Data extracted from a collection —
****
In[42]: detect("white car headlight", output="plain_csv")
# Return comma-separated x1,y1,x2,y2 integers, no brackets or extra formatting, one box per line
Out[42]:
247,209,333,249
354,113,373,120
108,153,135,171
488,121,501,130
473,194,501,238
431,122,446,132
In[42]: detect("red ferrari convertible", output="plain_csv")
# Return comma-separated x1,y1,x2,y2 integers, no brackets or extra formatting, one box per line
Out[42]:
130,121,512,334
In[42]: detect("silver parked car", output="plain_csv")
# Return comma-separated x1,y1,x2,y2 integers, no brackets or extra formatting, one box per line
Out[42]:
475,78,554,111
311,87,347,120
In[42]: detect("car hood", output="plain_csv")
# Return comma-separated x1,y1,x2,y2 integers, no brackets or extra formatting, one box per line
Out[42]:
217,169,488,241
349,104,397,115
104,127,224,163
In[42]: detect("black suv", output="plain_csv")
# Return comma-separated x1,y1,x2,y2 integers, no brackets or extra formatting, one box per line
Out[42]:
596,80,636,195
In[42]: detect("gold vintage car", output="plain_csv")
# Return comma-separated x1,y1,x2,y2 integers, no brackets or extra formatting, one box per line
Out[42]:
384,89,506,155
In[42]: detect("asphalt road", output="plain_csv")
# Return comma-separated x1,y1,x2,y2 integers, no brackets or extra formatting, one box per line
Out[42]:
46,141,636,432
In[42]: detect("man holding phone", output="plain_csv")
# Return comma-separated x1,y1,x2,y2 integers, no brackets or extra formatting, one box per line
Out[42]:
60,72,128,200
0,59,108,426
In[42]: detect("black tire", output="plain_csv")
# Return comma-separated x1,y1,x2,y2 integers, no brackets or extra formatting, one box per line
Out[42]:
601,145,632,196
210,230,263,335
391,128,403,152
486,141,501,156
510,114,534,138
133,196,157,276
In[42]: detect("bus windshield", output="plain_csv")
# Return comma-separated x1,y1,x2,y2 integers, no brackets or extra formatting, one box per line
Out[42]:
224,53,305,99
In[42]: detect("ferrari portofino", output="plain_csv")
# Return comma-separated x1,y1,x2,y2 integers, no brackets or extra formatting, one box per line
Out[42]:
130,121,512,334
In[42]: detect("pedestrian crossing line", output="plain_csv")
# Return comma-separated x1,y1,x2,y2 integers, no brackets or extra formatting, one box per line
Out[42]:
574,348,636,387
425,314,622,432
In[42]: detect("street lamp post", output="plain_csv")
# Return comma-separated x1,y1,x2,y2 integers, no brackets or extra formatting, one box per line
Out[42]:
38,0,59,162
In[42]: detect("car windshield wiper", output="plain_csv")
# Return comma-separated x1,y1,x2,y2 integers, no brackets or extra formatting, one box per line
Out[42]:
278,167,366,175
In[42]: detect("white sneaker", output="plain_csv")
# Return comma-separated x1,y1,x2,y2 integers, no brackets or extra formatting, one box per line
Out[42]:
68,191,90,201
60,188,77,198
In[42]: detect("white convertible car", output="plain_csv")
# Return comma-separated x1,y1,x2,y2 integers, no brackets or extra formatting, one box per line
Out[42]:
****
Work instructions — Return every line of the listing that contains the string "ferrari". The match is case-sensitive.

Task solution —
In[42]: detect("red ferrari convertible", output="plain_csv")
In[42]: detect("ferrari portofino", output="plain_csv")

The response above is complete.